- _DOCUMENT TEXT_:
┄┄┄┄┄┄┄┄┄┄┄┄┄┄┄┄┄┄┄┄

Although proteins are mostly employed for hapten conjugation, synthetic polypeptides such as Poly-L-glutamic acid, polysaccharides and liposomes could also be used.
Most common reaction mechanisms forming covalent bonds and predicted to be involved in sensitization are nucleophilic substitution on a saturated centre, nucleophilic substitution on an unsaturated centre and nucleophilic addition. Other reactions are also possible, such as electrophilic substitution (diazonium salts), radical reactions, and ionic reactions.
While selecting a suitable method for hapten conjugation, functional groups on the hapten and its carrier must be identified. Depending on the groups present, one of the two main strategies could be employed:
A group of compounds with a general formula of R-N=C=N-R′, where R and R′ are either aliphatic (i.e., diethylcarbodiimide) or aromatic (i.e., diphenylcarbodiimide). Conjugation using a carbodiimide requires the presence of α or ɛ-amino and a carboxyl group. The amino group usually comes from the lysyl residue of the carrier protein while the carboxyl group comes from the hapten. The exact mechanism for this reaction is still unknown. However, two pathways are proposed. The first postulates that an intermediate that can react with an amine is formed. The second stating that a rearrangement of an acyl urea, the main side product of the reaction at high temperature, has occurred.[16]
This method works by the reaction between glutaraldehyde with amine groups to form Schiff bases or Michael-type double bond addition products. The yield of conjugates can be controlled by varying the pH of the reaction. Higher pH would give rise to more Schiff base intermediates and subsequently lead to the increase in hapten conjugates' number and size. Overall, cross-linkage involving glutaraldehyde is very stable. However, immunized animals tend to recognize glutaraldehyde's cross-linking bridges as epitopes.[17]
Hapten inhibition or "semi-hapten" is the inhibition of a type III hypersensitivity response. In inhibition, free hapten molecules bind with antibodies toward that molecule without causing the immune response, leaving fewer antibodies left to bind to the immunogenic hapten-protein adduct. An example of a hapten inhibitor is dextran 1, which is a small fraction (1 kilodalton) of the entire dextran complex, which is enough to bind anti-dextran antibodies, but insufficient to result in the formation of immune complexes and resultant immune responses.[20]
Haptens are widely used in immunology and related fields. Sensitizing chemicals can cause different forms of allergy, allergic contact dermatitis, or sensitization of the respiratory tract. Interestingly, discrete types of chemicals induce divergent immune responses: contact allergens provoke preferential type I hypersensitivity responses, whereas respiratory allergens stimulate selective type II responses, which could be very suitable for modeling how the immune response is polarized towards different types of antigens.[21]
In allergology, in vitro/in silico tests for skin sensitization, hazard identification, and potency evaluation on different drug and cosmetic components are highly preferred in early product development. The ability of a drug to act as a hapten is a clear indication of potential immunogenicity.[22]
Hapten-specific antibodies are used in broad area of different immunoassays, immunobiosensor technologies and immunoaffinity chromatography purification columns; those antibodies could be used to detect small environmental contaminants, drugs of abuse, vitamins, hormones, metabolites, food toxins and environmental pollutants.[23]

┄┄┄┄┄┄┄┄┄┄┄┄┄┄┄┄┄┄┄┄

- _Stored dataset items_:
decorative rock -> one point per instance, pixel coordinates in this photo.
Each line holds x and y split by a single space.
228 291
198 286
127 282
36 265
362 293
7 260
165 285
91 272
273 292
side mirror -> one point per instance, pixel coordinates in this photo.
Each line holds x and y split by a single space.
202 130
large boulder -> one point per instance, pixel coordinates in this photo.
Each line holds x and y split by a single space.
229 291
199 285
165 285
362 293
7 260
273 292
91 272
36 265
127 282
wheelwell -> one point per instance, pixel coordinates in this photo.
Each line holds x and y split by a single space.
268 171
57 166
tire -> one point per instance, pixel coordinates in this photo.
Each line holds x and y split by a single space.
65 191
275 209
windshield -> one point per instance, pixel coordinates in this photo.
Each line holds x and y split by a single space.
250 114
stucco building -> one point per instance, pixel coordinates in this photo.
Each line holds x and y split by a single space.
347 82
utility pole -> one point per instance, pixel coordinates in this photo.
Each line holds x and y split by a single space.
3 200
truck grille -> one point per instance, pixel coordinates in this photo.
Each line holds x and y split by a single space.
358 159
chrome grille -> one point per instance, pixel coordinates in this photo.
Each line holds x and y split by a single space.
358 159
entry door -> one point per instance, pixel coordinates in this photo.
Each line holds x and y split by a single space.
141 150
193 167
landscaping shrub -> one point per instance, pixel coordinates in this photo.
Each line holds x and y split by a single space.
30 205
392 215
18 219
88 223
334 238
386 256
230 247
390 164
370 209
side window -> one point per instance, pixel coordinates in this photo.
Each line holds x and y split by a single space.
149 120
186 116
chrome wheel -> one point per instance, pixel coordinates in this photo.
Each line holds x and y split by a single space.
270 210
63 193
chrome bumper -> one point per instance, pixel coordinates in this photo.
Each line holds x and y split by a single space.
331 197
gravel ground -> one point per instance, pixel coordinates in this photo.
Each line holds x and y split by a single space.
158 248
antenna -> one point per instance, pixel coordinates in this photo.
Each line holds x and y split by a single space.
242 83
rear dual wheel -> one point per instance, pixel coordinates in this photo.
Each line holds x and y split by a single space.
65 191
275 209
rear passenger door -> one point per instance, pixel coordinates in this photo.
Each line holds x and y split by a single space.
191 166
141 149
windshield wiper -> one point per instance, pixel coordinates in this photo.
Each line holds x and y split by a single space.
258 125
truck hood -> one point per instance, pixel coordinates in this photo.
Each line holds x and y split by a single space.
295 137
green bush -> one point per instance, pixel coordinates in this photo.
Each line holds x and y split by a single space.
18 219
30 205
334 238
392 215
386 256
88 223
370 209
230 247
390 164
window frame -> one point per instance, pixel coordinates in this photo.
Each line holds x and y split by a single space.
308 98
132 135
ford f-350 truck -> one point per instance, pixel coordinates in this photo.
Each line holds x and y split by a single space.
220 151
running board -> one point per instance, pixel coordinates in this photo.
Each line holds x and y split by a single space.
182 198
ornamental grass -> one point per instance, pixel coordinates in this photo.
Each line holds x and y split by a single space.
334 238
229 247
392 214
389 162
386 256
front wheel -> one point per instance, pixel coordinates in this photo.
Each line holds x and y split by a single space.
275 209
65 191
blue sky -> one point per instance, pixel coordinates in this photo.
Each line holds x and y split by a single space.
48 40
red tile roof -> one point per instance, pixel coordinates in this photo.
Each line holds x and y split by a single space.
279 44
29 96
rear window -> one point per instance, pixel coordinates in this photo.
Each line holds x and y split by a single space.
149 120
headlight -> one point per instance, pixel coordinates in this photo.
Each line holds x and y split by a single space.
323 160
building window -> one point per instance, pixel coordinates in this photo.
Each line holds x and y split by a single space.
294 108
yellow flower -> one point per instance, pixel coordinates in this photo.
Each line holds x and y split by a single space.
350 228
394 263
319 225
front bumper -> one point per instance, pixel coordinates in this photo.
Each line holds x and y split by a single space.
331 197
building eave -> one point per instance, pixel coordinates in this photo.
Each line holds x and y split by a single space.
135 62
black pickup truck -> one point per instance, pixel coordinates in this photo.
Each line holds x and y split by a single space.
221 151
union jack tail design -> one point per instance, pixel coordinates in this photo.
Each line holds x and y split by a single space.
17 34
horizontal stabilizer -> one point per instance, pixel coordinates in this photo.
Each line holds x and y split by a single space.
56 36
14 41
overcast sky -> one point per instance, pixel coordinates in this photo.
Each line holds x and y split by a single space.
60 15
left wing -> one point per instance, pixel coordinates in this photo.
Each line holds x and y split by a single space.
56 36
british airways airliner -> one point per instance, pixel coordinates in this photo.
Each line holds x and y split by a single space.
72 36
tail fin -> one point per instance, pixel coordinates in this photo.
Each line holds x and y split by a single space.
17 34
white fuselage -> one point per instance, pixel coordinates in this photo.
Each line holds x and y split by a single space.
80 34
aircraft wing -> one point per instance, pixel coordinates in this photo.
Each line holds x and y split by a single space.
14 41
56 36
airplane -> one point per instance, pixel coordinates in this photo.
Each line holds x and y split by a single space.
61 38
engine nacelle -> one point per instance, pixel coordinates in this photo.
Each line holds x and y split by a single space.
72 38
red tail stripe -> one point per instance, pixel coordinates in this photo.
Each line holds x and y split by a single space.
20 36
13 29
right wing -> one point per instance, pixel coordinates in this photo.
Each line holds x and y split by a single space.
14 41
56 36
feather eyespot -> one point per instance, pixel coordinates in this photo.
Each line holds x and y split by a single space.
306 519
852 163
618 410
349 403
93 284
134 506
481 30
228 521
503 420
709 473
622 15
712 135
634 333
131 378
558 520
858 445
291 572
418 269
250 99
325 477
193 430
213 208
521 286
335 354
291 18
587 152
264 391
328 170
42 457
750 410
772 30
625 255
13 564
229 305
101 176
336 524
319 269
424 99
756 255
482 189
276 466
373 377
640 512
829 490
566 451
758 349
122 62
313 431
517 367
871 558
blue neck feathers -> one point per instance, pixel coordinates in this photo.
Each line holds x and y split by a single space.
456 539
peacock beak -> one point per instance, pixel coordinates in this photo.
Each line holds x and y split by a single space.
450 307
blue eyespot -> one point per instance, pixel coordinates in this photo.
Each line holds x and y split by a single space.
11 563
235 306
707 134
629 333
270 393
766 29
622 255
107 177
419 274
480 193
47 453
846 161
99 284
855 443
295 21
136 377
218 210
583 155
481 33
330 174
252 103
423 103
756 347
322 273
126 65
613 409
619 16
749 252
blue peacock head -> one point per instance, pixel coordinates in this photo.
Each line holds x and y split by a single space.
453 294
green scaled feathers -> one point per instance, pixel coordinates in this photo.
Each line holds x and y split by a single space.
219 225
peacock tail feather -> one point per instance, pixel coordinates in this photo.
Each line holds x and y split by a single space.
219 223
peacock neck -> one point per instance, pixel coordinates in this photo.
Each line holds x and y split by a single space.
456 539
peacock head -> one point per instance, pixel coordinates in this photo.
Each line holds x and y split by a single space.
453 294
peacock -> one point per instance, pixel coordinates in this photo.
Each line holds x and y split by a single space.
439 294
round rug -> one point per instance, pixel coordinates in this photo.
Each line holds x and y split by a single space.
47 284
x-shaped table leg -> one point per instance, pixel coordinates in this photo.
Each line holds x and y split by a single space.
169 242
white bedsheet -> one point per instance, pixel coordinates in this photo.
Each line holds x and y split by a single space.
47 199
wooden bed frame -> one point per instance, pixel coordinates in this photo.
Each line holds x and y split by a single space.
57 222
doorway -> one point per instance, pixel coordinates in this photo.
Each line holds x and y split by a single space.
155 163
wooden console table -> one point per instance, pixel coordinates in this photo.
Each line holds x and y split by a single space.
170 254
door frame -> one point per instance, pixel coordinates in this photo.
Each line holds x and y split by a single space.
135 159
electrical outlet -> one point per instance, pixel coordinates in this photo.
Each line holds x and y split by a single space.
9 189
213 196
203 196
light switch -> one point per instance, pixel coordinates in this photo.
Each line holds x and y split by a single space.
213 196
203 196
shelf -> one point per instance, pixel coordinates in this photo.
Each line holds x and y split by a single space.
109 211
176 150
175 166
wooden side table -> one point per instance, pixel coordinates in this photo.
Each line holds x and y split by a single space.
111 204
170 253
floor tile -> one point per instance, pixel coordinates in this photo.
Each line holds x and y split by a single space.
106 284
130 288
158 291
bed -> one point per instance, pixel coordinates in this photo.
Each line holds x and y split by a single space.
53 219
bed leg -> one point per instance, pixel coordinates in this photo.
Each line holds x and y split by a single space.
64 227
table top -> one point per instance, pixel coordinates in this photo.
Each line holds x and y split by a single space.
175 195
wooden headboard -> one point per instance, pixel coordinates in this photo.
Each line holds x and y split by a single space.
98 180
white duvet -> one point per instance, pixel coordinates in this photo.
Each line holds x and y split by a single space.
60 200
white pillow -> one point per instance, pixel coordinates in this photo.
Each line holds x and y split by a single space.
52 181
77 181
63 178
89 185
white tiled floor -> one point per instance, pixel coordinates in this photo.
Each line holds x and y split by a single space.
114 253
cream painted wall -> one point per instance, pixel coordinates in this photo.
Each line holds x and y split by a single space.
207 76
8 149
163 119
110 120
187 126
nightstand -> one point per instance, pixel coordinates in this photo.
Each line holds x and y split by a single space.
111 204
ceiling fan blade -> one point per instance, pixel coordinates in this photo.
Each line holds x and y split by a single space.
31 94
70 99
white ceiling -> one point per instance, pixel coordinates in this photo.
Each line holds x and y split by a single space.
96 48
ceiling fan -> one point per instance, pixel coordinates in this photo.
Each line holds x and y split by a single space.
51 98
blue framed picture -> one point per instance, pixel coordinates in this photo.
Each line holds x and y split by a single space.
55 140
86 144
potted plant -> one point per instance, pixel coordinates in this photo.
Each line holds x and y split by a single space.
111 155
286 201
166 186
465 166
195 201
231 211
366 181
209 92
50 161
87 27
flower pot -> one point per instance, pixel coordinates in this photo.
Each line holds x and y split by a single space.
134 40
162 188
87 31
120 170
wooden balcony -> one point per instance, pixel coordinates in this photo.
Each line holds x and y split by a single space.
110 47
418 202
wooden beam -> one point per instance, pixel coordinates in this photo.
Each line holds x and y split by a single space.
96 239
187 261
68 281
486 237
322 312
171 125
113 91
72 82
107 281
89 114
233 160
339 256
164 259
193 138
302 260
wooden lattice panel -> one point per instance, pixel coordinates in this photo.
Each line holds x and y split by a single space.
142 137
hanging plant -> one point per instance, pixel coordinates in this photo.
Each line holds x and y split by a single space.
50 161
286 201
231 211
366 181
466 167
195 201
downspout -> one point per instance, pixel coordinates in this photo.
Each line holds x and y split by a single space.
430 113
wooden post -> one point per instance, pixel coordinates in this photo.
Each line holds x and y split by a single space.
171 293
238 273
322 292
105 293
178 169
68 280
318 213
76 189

┄┄┄┄┄┄┄┄┄┄┄┄┄┄┄┄┄┄┄┄

- _TASKS TO PERFORM_:
• A. Answer these questions about the passage on haptens:
(i) What general formula does it give for carbodiimides?
(ii) In glutaraldehyde conjugation, what does a higher pH give rise to?
(iii) How large a fraction of the dextran complex is dextran 1?
• B. Please reproduce everything in the passage on haptens from "Although proteins are" down to "and ionic reactions.".

- _RESPONSES TO THE TASKS_:
• A.
(i) R-N=C=N-R′
(ii) More Schiff base intermediates, which leads to an increase in the number and size of hapten conjugates.
(iii) 1 kilodalton

• B.
Although proteins are mostly employed for hapten conjugation, synthetic polypeptides such as Poly-L-glutamic acid, polysaccharides and liposomes could also be used.
Most common reaction mechanisms forming covalent bonds and predicted to be involved in sensitization are nucleophilic substitution on a saturated centre, nucleophilic substitution on an unsaturated centre and nucleophilic addition. Other reactions are also possible, such as electrophilic substitution (diazonium salts), radical reactions, and ionic reactions.